_TASK DESCRIPTION:_
Transcribe each record below character for character.

[[ DATA EXTRACTS, beginning ]]

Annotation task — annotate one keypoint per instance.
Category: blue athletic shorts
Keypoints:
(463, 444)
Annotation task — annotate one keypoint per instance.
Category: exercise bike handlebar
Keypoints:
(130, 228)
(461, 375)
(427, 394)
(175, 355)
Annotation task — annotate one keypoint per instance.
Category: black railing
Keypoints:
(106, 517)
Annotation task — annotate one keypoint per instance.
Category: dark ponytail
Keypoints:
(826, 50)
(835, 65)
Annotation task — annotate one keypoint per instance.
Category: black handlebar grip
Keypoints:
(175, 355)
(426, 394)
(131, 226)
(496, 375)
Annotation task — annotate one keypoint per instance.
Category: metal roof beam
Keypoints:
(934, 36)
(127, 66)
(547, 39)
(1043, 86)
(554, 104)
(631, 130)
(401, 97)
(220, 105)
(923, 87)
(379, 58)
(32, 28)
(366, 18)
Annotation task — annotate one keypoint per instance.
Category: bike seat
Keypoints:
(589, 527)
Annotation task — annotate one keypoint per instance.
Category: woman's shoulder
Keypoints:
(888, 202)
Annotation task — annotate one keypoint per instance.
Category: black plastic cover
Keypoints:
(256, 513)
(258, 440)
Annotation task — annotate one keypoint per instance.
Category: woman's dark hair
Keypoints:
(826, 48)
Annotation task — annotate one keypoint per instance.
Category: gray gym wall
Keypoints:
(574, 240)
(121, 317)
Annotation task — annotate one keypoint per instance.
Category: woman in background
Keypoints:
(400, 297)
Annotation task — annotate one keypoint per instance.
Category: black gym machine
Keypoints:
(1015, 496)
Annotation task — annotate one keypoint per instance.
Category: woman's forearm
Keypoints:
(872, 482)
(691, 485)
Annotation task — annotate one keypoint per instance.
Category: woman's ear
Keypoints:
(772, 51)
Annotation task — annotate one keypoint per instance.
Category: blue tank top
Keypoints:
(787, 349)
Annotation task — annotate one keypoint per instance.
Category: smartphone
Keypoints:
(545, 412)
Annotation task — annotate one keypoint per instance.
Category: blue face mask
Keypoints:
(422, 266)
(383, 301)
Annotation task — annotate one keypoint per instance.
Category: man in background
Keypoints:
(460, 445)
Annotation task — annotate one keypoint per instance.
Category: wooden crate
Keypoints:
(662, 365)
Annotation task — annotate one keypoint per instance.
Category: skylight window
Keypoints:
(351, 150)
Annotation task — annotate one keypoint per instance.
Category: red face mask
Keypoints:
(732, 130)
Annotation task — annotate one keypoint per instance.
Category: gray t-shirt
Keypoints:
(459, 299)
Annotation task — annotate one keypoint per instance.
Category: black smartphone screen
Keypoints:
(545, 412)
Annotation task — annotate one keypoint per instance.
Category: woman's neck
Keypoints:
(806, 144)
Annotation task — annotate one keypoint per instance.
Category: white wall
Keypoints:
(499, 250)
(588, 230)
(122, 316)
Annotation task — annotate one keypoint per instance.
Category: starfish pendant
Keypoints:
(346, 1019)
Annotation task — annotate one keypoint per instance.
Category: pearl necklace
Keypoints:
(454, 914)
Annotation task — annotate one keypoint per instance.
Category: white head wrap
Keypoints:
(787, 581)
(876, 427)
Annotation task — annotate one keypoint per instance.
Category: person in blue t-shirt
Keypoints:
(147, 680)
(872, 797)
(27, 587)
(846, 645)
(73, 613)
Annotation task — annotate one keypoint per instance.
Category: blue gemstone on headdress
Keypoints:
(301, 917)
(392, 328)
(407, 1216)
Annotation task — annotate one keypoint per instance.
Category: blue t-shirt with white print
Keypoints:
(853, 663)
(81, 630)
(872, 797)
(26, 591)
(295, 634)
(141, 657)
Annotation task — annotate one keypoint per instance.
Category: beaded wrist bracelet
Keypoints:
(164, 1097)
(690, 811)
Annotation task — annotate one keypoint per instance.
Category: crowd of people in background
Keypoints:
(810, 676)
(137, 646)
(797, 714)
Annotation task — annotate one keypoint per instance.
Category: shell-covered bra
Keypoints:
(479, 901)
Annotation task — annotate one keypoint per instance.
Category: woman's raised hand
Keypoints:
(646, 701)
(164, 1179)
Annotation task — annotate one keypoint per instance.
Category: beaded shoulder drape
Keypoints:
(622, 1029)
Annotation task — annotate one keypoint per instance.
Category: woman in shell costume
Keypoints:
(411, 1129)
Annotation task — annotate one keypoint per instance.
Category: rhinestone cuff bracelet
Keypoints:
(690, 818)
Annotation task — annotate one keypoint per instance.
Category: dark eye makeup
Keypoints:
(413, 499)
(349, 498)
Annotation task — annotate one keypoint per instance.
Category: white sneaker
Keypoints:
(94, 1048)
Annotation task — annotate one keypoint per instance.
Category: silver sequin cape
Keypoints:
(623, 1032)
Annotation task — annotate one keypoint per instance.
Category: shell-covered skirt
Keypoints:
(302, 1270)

[[ DATA EXTRACTS, end ]]

_ANSWER SPACE:_
Annotation task — annotate one keypoint per instance.
Category: blue athletic shorts
Keypoints:
(463, 444)
Annotation task — annotate one keypoint per instance.
Category: exercise bike handlebar
Keypoints:
(130, 228)
(461, 375)
(427, 394)
(175, 355)
Annotation task — annotate one keypoint per instance.
Category: black railing
Keypoints:
(106, 517)
Annotation task — annotate one keypoint per instance.
Category: dark ponytail
Keypoints:
(826, 50)
(835, 65)
Annotation task — annotate one keypoint per instance.
Category: black handlebar grip
Keypoints:
(175, 355)
(426, 394)
(131, 226)
(496, 375)
Annotation task — annotate one keypoint per instance.
Category: metal roof beam
Keypoints:
(934, 36)
(127, 66)
(547, 39)
(1043, 86)
(554, 104)
(631, 130)
(401, 97)
(220, 105)
(923, 87)
(379, 58)
(32, 28)
(366, 18)
Annotation task — annotate one keypoint per instance.
Category: bike seat
Keypoints:
(589, 527)
Annotation task — annotate one keypoint per instance.
Category: woman's shoulder
Keypoints:
(888, 202)
Annotation task — annotate one keypoint per instance.
Category: black plastic cover
Keypoints:
(256, 513)
(258, 440)
Annotation task — annotate one keypoint per instance.
Category: woman's dark hair
Keypoints:
(826, 48)
Annotation task — annotate one keypoint per instance.
Category: gray gym wall
Keypoints:
(574, 240)
(121, 317)
Annotation task — annotate one keypoint per instance.
Category: woman in background
Keypoints:
(400, 297)
Annotation task — annotate one keypoint per instance.
Category: black gym machine
Keypoints:
(1015, 496)
Annotation task — annotate one keypoint per instance.
Category: woman's forearm
Keypoints:
(872, 482)
(691, 485)
Annotation task — annotate one keypoint per instance.
Category: woman's ear
Keypoints:
(772, 51)
Annotation task — annotate one keypoint per instance.
Category: blue tank top
Keypoints:
(787, 349)
Annotation task — annotate one keypoint per instance.
Category: smartphone
Keypoints:
(545, 412)
Annotation task — annotate one keypoint per instance.
Category: blue face mask
Keypoints:
(422, 266)
(383, 301)
Annotation task — annotate one keypoint per instance.
Category: man in background
Keypoints:
(460, 445)
Annotation task — annotate one keypoint per instance.
Category: wooden crate
Keypoints:
(662, 365)
Annotation task — annotate one keypoint per instance.
Category: skylight window
Keypoints:
(351, 150)
Annotation task — annotate one keypoint per instance.
Category: red face mask
Keypoints:
(732, 130)
Annotation task — annotate one keypoint per instance.
Category: gray t-shirt
Keypoints:
(459, 299)
Annotation task — annotate one keypoint per instance.
Category: black smartphone screen
Keypoints:
(545, 412)
Annotation task — annotate one keypoint per instance.
Category: woman's neck
Keypoints:
(806, 144)
Annotation task — annotate one keypoint per instance.
Category: white wall
Keypoints:
(499, 250)
(588, 230)
(122, 316)
Annotation task — annotate one keypoint per instance.
Category: starfish pendant
Keypoints:
(346, 1019)
Annotation task — annotate one keypoint per instance.
Category: pearl necklace
Keypoints:
(454, 914)
Annotation task — annotate one keypoint per instance.
Category: white head wrap
Keypoints:
(787, 581)
(876, 427)
Annotation task — annotate one keypoint per instance.
Category: person in blue t-shirt
Keypoints:
(147, 680)
(872, 797)
(27, 587)
(846, 645)
(73, 613)
Annotation task — annotate one keypoint per instance.
Category: blue gemstone on headdress
Keypoints:
(301, 917)
(392, 328)
(407, 1216)
Annotation task — annotate one keypoint per instance.
Category: blue t-shirt with white print
Keypoints:
(853, 663)
(81, 630)
(872, 797)
(26, 591)
(295, 634)
(141, 657)
Annotation task — annotate one keypoint per instance.
Category: beaded wrist bracelet
Keypoints:
(164, 1097)
(690, 811)
Annotation task — annotate one keypoint per instance.
Category: crowd of people in background
Keypoints:
(810, 676)
(137, 646)
(797, 714)
Annotation task — annotate one keypoint per instance.
Category: shell-covered bra
Keypoints:
(479, 901)
Annotation task — annotate one keypoint per instance.
Category: woman's raised hand
Keypoints:
(646, 701)
(164, 1179)
Annotation task — annotate one keypoint per instance.
Category: beaded shoulder drape
Keypoints:
(622, 1029)
Annotation task — annotate one keypoint per instance.
Category: woman in shell costume
Keypoints:
(411, 1129)
Annotation task — annotate one keypoint per instance.
Category: rhinestone cuff bracelet
Keypoints:
(690, 818)
Annotation task — annotate one keypoint per instance.
Category: dark eye makeup
Keypoints:
(413, 499)
(349, 498)
Annotation task — annotate one keypoint per instance.
Category: white sneaker
Keypoints:
(94, 1048)
Annotation task — annotate one keypoint per instance.
Category: silver sequin cape
Keypoints:
(623, 1032)
Annotation task — annotate one keypoint per instance.
Category: shell-covered skirt
Keypoints:
(302, 1270)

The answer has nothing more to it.